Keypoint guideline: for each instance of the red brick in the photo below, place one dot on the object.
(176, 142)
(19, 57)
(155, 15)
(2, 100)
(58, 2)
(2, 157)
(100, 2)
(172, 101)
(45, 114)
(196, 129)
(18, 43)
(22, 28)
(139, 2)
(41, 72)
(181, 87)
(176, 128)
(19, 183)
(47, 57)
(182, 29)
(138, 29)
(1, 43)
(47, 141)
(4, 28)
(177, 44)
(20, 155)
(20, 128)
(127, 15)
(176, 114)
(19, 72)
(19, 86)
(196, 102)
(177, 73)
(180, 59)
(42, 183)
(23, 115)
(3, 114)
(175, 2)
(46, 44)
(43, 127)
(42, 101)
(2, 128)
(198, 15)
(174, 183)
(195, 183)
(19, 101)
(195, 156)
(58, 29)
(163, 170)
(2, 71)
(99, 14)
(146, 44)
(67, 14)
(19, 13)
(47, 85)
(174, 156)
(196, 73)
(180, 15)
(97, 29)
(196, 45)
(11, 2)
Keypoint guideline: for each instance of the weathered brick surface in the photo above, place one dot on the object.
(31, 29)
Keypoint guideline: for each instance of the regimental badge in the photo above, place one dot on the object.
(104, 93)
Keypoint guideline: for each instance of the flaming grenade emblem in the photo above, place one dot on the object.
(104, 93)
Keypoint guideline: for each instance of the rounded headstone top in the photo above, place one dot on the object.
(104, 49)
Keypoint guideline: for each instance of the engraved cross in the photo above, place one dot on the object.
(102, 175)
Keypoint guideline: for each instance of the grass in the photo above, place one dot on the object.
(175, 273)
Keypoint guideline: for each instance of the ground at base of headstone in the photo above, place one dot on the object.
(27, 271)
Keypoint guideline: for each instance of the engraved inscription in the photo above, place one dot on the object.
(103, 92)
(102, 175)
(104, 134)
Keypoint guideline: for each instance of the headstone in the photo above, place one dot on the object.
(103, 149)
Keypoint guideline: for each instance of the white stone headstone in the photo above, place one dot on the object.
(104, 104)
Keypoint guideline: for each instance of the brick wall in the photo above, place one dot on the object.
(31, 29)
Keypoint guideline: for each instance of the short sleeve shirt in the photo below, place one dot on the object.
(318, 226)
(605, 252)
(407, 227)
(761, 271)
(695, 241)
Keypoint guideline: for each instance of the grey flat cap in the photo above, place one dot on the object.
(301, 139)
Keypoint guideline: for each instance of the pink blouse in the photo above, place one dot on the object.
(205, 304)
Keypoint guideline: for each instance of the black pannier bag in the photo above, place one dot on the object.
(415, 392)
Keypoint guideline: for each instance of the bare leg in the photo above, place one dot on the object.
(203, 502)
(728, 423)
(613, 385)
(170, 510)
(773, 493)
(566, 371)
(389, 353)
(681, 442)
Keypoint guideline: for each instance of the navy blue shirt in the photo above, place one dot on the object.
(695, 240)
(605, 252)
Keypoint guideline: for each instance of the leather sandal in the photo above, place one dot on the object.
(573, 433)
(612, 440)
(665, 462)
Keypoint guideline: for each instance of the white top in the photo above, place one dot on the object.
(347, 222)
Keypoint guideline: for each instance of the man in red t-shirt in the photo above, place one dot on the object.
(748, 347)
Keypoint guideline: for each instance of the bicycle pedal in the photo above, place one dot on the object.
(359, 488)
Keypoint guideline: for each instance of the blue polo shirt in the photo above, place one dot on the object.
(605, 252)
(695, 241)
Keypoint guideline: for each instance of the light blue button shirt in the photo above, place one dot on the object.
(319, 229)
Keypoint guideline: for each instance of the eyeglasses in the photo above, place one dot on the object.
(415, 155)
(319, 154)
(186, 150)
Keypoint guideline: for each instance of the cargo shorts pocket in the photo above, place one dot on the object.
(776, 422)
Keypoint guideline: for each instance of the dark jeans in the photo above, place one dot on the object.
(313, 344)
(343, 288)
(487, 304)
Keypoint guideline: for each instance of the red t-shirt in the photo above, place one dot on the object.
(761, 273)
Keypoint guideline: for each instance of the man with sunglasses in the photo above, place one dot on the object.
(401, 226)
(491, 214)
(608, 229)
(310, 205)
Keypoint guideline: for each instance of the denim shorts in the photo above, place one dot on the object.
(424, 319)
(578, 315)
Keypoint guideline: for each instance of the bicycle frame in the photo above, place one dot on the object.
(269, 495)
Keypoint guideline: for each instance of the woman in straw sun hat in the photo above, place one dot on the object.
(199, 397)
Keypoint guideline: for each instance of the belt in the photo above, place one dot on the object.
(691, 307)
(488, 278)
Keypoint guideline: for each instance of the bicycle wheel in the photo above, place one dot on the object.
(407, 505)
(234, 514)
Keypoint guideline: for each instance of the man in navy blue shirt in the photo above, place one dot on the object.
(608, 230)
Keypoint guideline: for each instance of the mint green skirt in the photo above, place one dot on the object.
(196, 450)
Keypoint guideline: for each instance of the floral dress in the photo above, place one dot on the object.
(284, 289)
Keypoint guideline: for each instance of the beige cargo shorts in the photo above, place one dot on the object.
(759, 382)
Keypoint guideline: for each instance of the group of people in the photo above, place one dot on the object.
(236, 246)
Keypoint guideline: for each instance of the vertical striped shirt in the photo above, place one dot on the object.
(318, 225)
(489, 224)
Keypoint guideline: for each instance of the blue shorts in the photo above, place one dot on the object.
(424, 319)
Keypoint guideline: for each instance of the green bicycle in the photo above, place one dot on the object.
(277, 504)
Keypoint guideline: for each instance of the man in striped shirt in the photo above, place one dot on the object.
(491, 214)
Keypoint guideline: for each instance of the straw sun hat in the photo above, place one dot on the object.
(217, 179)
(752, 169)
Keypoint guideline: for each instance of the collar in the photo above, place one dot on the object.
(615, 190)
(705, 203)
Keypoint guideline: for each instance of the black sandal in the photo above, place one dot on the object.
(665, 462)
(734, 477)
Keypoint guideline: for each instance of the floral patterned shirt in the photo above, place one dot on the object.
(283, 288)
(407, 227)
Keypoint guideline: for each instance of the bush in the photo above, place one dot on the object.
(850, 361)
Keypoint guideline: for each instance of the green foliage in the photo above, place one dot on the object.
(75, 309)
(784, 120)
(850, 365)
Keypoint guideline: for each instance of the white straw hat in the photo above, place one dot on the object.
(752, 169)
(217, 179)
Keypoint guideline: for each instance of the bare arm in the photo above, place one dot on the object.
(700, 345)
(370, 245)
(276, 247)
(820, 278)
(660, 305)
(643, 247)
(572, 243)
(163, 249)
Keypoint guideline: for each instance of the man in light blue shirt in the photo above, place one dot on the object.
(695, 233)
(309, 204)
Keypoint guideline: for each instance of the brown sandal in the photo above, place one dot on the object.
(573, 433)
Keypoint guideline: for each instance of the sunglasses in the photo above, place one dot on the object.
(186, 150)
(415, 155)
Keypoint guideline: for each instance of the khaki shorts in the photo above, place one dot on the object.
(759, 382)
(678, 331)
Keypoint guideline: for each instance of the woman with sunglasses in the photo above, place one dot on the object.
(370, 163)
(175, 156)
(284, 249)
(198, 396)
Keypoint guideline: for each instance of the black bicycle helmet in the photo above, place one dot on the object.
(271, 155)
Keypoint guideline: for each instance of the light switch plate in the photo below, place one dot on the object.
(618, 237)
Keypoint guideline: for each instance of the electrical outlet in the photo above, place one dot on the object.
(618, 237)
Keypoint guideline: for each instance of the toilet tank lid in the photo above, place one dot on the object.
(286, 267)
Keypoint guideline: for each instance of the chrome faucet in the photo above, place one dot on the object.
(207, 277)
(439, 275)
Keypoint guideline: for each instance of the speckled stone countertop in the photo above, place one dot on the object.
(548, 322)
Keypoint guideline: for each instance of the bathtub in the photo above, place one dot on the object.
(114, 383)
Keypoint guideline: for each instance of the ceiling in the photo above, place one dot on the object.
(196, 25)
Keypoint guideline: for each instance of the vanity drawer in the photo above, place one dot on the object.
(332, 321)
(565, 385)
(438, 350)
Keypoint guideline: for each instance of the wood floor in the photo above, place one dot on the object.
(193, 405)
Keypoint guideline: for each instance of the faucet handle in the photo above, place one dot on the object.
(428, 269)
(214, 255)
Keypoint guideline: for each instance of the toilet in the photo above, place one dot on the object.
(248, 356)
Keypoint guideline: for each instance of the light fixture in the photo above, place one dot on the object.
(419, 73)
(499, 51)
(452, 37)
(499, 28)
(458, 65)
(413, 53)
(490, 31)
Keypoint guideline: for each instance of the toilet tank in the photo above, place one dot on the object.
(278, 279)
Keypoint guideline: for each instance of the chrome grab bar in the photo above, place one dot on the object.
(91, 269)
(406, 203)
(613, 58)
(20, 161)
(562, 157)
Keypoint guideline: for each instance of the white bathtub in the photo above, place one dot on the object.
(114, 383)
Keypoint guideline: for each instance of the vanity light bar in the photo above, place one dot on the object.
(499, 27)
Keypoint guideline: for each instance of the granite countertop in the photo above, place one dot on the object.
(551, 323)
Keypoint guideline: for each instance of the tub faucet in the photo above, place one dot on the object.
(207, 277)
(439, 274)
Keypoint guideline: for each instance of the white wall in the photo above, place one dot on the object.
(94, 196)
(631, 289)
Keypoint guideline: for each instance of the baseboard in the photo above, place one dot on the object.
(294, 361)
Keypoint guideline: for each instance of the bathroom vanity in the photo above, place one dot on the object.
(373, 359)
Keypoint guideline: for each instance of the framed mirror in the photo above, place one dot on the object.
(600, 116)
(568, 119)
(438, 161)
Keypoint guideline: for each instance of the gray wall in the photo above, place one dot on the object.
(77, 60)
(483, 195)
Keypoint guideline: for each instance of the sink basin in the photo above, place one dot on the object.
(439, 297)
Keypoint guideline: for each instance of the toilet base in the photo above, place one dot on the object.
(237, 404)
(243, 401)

__Job__
Return exactly the lines from the one containing "Keypoint guideline: for each instance of the baseboard" through the last line of the records above, both included, and nothing else.

__Output__
Keypoint guideline: for each instance of the baseboard in the photo above, place one dot on the object.
(294, 361)
Keypoint guideline: for each instance of the bathroom vanity in the photo above, place one dot on the object.
(373, 359)
Keypoint guideline: for each instance of the framed mirror in the photo above, place one dot on the object.
(600, 116)
(568, 119)
(438, 161)
Keypoint guideline: for each instance of the gray wall in the photo above, place one dot on the object.
(77, 60)
(483, 195)
Keypoint guideline: for each instance of the sink basin in the photo above, place one dot on the object.
(439, 297)
Keypoint guideline: for each instance of the toilet base in the photo above, place one dot on the object.
(237, 404)
(243, 401)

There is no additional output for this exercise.